## BEGIN Input for this task
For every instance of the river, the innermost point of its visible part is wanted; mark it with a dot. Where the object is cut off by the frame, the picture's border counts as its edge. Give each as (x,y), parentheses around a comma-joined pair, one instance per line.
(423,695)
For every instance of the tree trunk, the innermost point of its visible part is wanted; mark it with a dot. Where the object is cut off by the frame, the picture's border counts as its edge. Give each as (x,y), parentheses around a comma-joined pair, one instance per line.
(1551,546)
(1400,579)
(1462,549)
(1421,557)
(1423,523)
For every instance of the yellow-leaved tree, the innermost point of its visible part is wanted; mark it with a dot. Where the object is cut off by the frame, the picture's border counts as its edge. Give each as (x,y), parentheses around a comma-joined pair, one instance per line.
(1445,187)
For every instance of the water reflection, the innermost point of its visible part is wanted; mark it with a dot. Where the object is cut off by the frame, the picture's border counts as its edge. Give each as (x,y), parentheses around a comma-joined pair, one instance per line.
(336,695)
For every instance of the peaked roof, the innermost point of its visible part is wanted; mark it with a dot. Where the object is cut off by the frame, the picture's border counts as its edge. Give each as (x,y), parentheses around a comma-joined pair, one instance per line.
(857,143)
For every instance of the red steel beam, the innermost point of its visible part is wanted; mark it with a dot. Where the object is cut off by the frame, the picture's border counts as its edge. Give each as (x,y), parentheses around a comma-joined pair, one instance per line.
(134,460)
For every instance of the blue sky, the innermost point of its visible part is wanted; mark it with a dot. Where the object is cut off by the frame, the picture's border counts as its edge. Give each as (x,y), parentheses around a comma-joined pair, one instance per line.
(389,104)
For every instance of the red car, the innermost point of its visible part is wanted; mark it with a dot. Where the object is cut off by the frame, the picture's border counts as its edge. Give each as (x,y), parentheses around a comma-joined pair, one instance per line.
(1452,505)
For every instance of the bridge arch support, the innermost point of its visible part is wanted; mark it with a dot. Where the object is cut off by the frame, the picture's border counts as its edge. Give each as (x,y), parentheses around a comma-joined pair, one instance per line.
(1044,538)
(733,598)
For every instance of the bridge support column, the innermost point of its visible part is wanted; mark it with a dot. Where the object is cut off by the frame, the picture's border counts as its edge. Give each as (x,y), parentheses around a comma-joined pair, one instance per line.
## END Input for this task
Copy down the material exactly as written.

For every instance of the river, the innermost point of its visible part is wanted; mark it with a dot. Where the object is cut off by the frame, the picture's border counts as its edge. Give each as (x,y), parentheses around a comma-joined pair, one instance per line.
(423,695)
For every instance of the tree trunk, the innermost point of its visible part is wanted; mark it with a dot. Where the object is cut off by the frame, the picture's border counts as its edge. Give each as (x,y), parentheses around a comma-joined pair, one instance per line.
(1551,546)
(1400,579)
(1462,549)
(1421,557)
(1423,523)
For every instance of the yellow-leaved tree, the innermost point of its visible part is wanted; mark it with a dot. Where the object is cut off by the frame, the picture's border counts as its edge. Give each as (x,y), parentheses around a comma-joined pair, one instance per line.
(1445,187)
For every instance of the water reflection, the innermost point of its visible part is wanted; mark it with a dot. Where the object is cut off by the frame, the picture's border counts as its edge. Give each as (x,y), parentheses around a comma-joined pair, one instance per line.
(336,695)
For every instance of the peaked roof, the innermost point of its visible part is wanted; mark it with a dot. Where the object is cut off by the frame, the picture's border counts as its edge. Give each as (x,y), parentheses around a comma-joined pair, one instance per line.
(857,143)
For every instance of the red steel beam, the innermost point of its visible part is wanted; mark it with a dot. Where the object is cut off by the frame, the picture's border counts as its edge. Give each as (x,y), parentheses around a comma-joined pair, one instance per line.
(134,460)
For every instance of the blue sky, the innermost point of its visible part is wanted; mark it with a dot. Where the object is cut off by the frame, the picture's border counts as its edge. Give each as (x,y), parentheses around a comma-joined pair, one instance per line.
(389,104)
For every instance of the red car, the innermost point of its visible part is wanted; mark it with a dot. Where the object is cut off by the frame, the picture's border counts as its edge. Give each as (x,y), parentheses around a comma-joined pair, one instance per line.
(1452,505)
For every instance of the bridge arch support, the innermost point of its visible part is wanted; mark it with a dot. Where the object is cut off by the frame, the picture's border counts as its edge. Give each as (x,y), parentheses around a comma-joined pair, one instance per line.
(1044,538)
(733,598)
For every instance of the bridge support column, the innermost point of its visible part is wanted; mark it with a dot. Where the object is cut off by the frame, the picture's border counts as its edge. Give each as (x,y), parentheses around a comma-joined pair, one instance per line.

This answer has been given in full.